JP3648761B2 - How to charge sealed lead-acid batteries - Google Patents

Description

【０００１】
【産業上の利用分野】
本発明は、密閉鉛電池の充電方法に関するものである。
【０００２】
【従来の技術とその課題】
補水などの電池の保守が不要であることを最大の特徴とする密閉鉛電池は、従来の液式鉛電池とは異なり、密閉鉛電池を過充電するときに、水の電気分解によって鉛電池の正極板から発生する酸素ガスを負極板で還元する、いわゆる密閉反応によって電解液量の減少を防いでいる。一般に、電解液量が減少して電解液中の硫酸濃度が高くなると、密閉、液式を問わず鉛電池の充放電サイクル寿命が短くなることが知られている。しかし、現在の技術では、完全に電解液量の減少を防ぐ密閉鉛電池の開発は困難であり、電解液量の減少を少しでも防ぐためには、充電方法を制御することが大きな要因となっている。
【０００３】
また、鉛電池を過充電すると、密閉鉛電池では水の電気分解と密閉反応とのほかに、正極格子の腐食に充電電流がつかわれる。一般に、密閉鉛電池では正極格子に鉛−カルシウム系の合金が用いられており、鉛−カルシウム系合金は腐食によって、正極格子と正極活物質界面に緻密な腐食層が形成され、正極格子と正極活物質の電気的な接触を阻害して、密閉鉛電池の早期容量低下にいたるという問題があった。
【０００４】
【課題を解決するための手段】
本発明は密閉鉛電池の性能を損なうことなく、密閉反応の効率を向上させること、並びに正極格子の腐食を抑制することを目的とし、密閉鉛電池の充電方法を制御することによって密閉鉛電池の寿命性能を向上させることにあり、放電後の充電量を放電の深さや放電電流の大きさに関係なく、前回放電量の９５％以上９９％以下とすること、電池を充電するときの電流の大きさを電池の３時間率公称容量の０．５ＣＡ以上とすること、このような充電方法を数度繰り返す毎に１度過充電すること、電池を過充電するときの過充電量を電池の３時間率公称容量の２０％以上１００％以下にすること、電池を過充電するときの電流を電池の３時間率公称容量の０．２ＣＡ以下にすることを特徴とする密閉鉛電池の充電方法である。
□ □ □ □ □
■ 作業内容
**a)** 本文抜粋では、密閉鉛電池の正極格子に一般に何が用いられているとされていますか。
**b)** 本文抜粋のうち、「JP3648761B2 - How」を含む語句から始めて「とが大きな要因となっている。」の直後までを、一字も変えずに返してください。

■ コレクションの項目
□ □ □ □ □
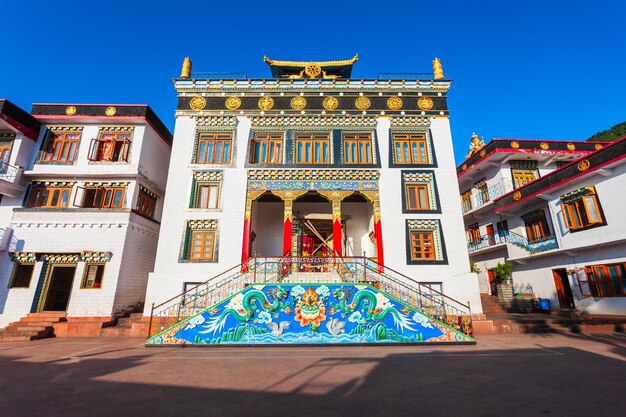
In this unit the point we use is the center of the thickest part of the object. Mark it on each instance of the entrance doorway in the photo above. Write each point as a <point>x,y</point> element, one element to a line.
<point>563,289</point>
<point>59,287</point>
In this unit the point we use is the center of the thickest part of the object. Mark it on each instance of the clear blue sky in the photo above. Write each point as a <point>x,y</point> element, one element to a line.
<point>527,69</point>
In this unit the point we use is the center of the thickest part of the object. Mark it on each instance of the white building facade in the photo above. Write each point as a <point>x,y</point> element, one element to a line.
<point>85,227</point>
<point>311,163</point>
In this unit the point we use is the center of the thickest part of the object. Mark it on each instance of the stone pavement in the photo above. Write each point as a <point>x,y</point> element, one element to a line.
<point>503,375</point>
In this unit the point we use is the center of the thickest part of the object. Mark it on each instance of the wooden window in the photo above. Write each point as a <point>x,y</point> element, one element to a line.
<point>49,197</point>
<point>607,280</point>
<point>582,212</point>
<point>537,228</point>
<point>410,148</point>
<point>267,148</point>
<point>417,197</point>
<point>92,277</point>
<point>523,176</point>
<point>214,148</point>
<point>110,147</point>
<point>21,276</point>
<point>100,197</point>
<point>146,203</point>
<point>357,148</point>
<point>202,244</point>
<point>313,148</point>
<point>61,147</point>
<point>207,195</point>
<point>422,247</point>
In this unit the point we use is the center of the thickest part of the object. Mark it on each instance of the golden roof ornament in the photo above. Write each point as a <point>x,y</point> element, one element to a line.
<point>186,70</point>
<point>476,145</point>
<point>438,69</point>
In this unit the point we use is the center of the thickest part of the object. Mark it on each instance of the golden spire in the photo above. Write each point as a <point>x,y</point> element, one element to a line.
<point>438,69</point>
<point>186,71</point>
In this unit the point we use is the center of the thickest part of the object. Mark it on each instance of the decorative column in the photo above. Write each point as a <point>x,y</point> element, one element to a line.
<point>288,197</point>
<point>336,197</point>
<point>245,247</point>
<point>374,197</point>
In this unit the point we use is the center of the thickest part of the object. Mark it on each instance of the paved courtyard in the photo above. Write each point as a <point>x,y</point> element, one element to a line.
<point>516,375</point>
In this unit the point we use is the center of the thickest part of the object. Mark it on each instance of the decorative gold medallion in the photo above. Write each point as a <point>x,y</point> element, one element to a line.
<point>425,103</point>
<point>362,103</point>
<point>197,103</point>
<point>583,165</point>
<point>330,103</point>
<point>313,70</point>
<point>266,103</point>
<point>233,103</point>
<point>298,103</point>
<point>394,103</point>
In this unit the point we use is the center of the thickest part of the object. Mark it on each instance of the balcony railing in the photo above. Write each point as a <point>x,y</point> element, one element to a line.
<point>542,244</point>
<point>481,197</point>
<point>8,172</point>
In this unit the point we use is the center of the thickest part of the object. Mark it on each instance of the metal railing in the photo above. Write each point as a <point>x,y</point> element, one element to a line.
<point>274,269</point>
<point>537,246</point>
<point>8,172</point>
<point>480,197</point>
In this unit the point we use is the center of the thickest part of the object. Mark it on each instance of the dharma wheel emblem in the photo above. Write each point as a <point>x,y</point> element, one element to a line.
<point>197,103</point>
<point>362,103</point>
<point>233,103</point>
<point>394,103</point>
<point>425,103</point>
<point>330,103</point>
<point>298,103</point>
<point>266,103</point>
<point>313,70</point>
<point>584,165</point>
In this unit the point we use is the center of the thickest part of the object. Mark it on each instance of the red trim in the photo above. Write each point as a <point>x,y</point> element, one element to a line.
<point>337,238</point>
<point>107,118</point>
<point>287,237</point>
<point>378,232</point>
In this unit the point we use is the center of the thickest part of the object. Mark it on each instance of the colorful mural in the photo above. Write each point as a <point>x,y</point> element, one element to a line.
<point>310,314</point>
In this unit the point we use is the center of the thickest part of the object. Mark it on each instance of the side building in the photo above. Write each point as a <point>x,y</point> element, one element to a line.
<point>86,226</point>
<point>308,165</point>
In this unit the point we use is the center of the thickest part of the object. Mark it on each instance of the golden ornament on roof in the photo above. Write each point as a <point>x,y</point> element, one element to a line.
<point>298,103</point>
<point>330,103</point>
<point>233,103</point>
<point>362,103</point>
<point>266,103</point>
<point>394,103</point>
<point>197,103</point>
<point>425,103</point>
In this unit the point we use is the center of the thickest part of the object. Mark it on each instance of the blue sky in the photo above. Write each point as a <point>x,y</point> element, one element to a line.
<point>526,69</point>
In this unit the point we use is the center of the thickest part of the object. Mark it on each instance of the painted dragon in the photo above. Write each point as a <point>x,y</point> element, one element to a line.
<point>370,303</point>
<point>249,308</point>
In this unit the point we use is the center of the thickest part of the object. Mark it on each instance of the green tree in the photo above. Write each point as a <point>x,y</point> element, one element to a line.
<point>616,132</point>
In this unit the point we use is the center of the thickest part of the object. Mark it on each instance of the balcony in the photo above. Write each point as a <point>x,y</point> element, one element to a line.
<point>543,244</point>
<point>479,198</point>
<point>10,177</point>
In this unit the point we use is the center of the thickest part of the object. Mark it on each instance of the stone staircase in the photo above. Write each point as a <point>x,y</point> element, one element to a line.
<point>33,326</point>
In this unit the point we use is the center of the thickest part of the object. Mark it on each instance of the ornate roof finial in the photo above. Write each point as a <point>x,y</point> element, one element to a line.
<point>476,145</point>
<point>186,71</point>
<point>437,69</point>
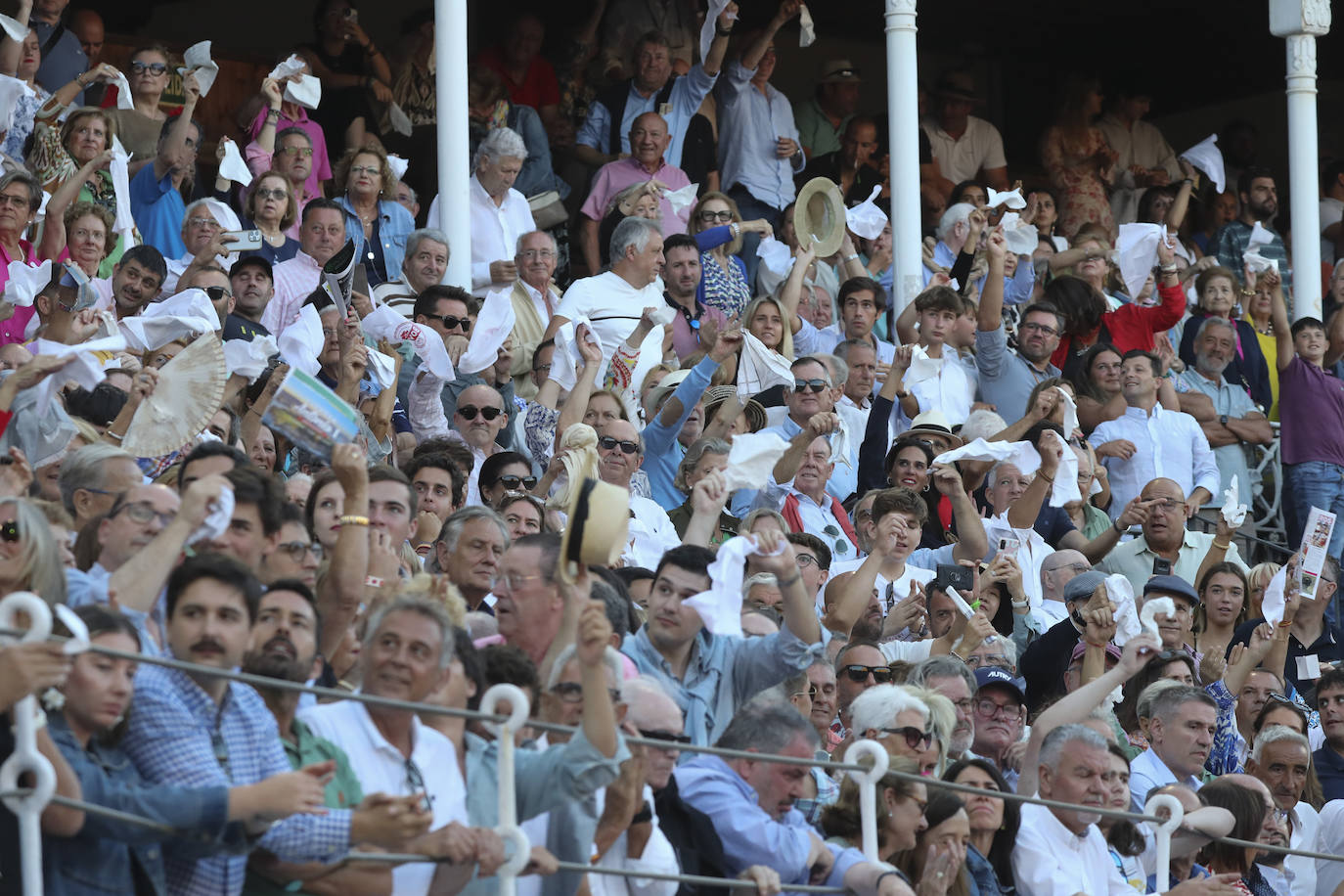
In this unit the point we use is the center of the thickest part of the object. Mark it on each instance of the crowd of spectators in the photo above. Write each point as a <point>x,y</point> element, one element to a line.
<point>1067,607</point>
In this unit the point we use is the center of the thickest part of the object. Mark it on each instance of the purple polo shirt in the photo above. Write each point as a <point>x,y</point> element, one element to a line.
<point>615,176</point>
<point>1311,409</point>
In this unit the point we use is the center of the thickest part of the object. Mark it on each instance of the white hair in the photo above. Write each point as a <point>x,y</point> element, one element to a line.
<point>879,705</point>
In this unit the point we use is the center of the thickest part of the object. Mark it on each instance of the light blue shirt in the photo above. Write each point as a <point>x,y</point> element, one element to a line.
<point>663,452</point>
<point>749,834</point>
<point>750,124</point>
<point>723,673</point>
<point>689,92</point>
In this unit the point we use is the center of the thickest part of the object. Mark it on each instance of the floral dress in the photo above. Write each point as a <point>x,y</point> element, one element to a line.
<point>1082,191</point>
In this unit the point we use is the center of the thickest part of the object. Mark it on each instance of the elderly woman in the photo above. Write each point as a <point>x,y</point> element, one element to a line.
<point>374,219</point>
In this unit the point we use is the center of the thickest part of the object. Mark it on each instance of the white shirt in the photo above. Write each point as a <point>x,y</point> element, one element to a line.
<point>1050,860</point>
<point>495,231</point>
<point>381,767</point>
<point>1170,445</point>
<point>963,158</point>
□ □ □ □ □
■ 作業別の出力
**a)** 鉛−カルシウム系の合金

**b)**
JP3648761B2 - How to charge sealed lead-acid batteries - Google Patents

Description

【０００１】
【産業上の利用分野】
本発明は、密閉鉛電池の充電方法に関するものである。
【０００２】
【従来の技術とその課題】
補水などの電池の保守が不要であることを最大の特徴とする密閉鉛電池は、従来の液式鉛電池とは異なり、密閉鉛電池を過充電するときに、水の電気分解によって鉛電池の正極板から発生する酸素ガスを負極板で還元する、いわゆる密閉反応によって電解液量の減少を防いでいる。一般に、電解液量が減少して電解液中の硫酸濃度が高くなると、密閉、液式を問わず鉛電池の充放電サイクル寿命が短くなることが知られている。しかし、現在の技術では、完全に電解液量の減少を防ぐ密閉鉛電池の開発は困難であり、電解液量の減少を少しでも防ぐためには、充電方法を制御することが大きな要因となっている。